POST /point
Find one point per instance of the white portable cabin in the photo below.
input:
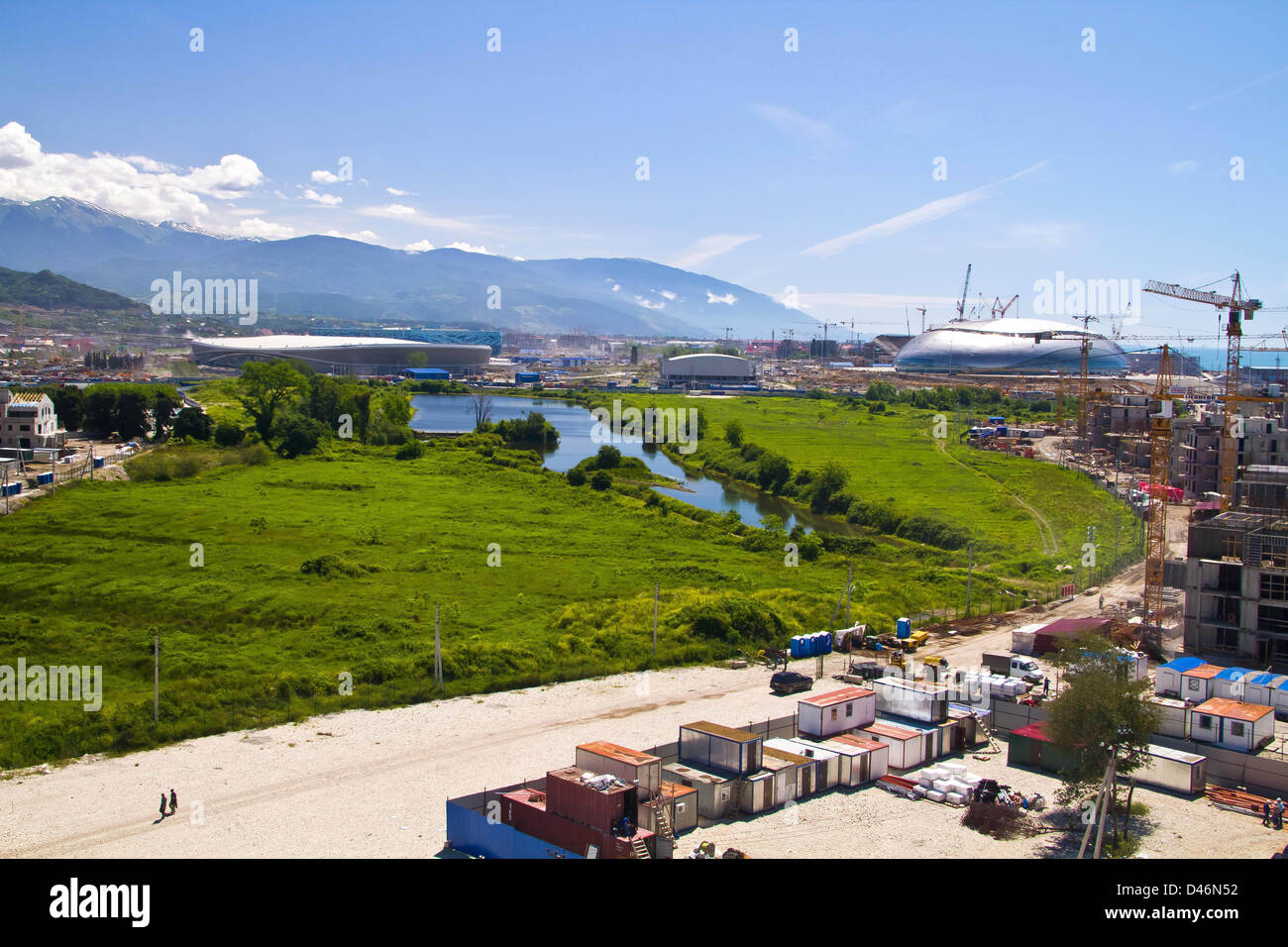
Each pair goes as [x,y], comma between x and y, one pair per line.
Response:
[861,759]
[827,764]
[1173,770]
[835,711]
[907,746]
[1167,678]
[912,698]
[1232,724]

...

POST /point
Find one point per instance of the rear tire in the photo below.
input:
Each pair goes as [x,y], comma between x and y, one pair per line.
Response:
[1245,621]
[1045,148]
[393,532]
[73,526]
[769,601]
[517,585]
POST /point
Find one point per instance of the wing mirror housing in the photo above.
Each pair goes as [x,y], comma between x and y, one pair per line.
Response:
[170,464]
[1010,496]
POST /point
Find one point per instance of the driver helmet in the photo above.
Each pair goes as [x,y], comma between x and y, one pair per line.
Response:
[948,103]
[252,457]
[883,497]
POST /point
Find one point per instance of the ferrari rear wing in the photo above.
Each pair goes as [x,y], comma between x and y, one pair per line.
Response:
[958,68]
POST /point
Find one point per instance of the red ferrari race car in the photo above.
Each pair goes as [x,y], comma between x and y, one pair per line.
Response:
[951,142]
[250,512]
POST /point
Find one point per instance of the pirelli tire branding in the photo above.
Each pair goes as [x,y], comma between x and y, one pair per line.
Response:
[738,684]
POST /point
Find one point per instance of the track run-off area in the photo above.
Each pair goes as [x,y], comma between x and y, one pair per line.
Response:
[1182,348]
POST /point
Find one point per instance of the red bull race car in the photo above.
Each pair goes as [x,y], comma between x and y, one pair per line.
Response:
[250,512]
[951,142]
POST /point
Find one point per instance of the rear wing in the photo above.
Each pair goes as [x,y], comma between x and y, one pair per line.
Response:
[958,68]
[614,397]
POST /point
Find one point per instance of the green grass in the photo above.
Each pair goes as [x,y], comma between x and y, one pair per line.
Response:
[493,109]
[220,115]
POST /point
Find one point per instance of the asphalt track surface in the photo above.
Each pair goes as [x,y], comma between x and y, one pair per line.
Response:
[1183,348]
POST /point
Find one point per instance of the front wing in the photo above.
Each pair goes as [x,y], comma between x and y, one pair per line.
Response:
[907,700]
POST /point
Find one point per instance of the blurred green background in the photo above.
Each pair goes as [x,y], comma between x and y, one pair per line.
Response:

==

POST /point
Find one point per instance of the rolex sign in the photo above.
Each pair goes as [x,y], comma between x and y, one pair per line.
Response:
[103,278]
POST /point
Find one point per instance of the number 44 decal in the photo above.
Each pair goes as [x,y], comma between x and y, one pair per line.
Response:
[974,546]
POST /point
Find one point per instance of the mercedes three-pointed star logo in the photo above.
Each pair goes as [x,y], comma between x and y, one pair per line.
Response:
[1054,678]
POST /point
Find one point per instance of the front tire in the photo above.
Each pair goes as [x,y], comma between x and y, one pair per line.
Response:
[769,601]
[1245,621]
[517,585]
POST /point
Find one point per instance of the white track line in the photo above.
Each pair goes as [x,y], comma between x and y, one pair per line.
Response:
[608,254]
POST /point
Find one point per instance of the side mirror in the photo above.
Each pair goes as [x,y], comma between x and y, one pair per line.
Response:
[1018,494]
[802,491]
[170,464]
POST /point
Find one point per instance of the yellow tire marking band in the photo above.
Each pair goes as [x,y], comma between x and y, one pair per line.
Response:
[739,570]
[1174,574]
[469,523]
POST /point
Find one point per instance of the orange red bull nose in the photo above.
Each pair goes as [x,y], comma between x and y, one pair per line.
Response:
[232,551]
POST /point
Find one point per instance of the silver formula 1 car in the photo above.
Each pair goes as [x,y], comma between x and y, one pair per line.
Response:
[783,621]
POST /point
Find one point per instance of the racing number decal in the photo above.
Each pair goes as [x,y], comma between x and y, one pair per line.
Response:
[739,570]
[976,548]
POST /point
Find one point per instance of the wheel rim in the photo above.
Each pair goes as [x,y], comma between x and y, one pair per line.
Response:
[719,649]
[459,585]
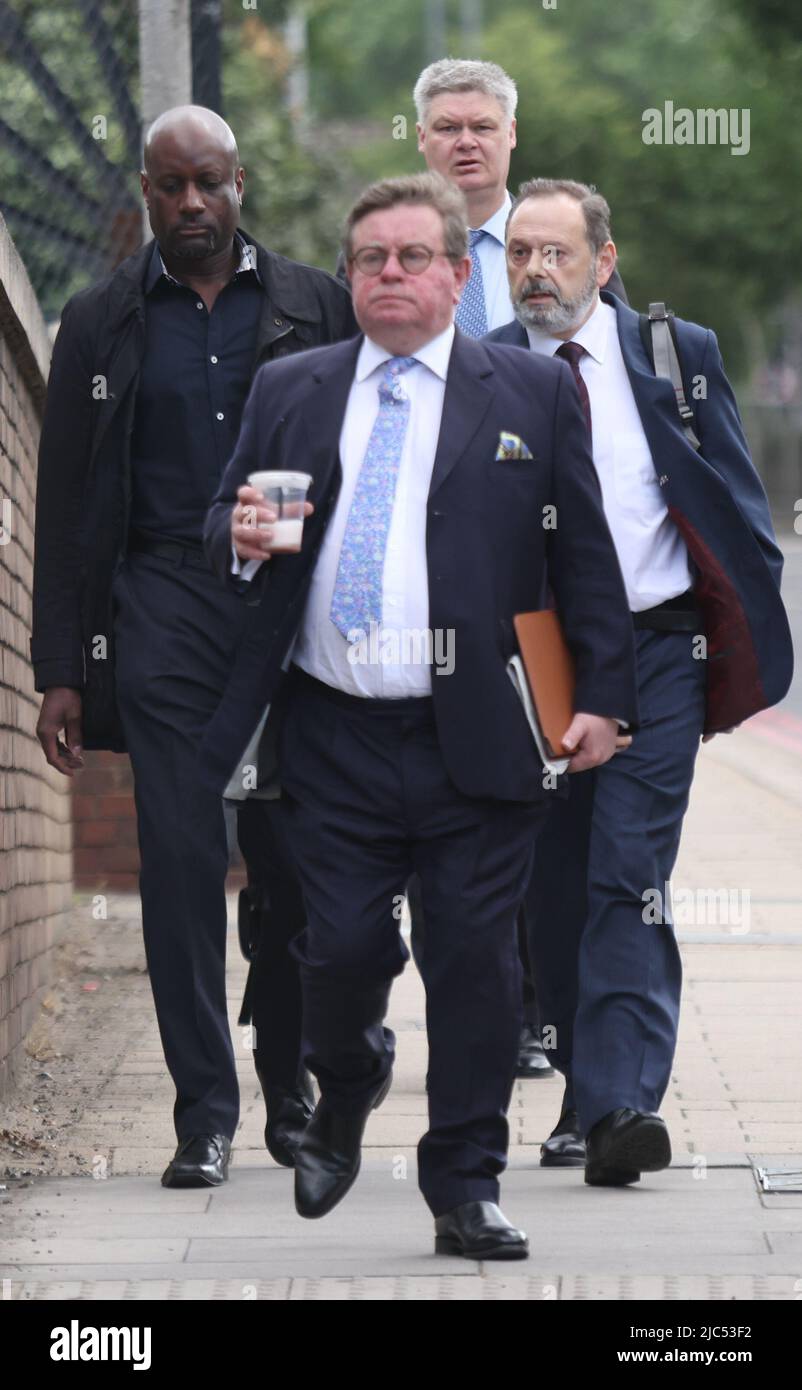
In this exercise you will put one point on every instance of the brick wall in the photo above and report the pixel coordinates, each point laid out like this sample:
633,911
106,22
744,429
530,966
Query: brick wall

» Job
How many lines in the entries above contain the string "ferrari"? Case counts. Reply with the number only.

» Correct result
2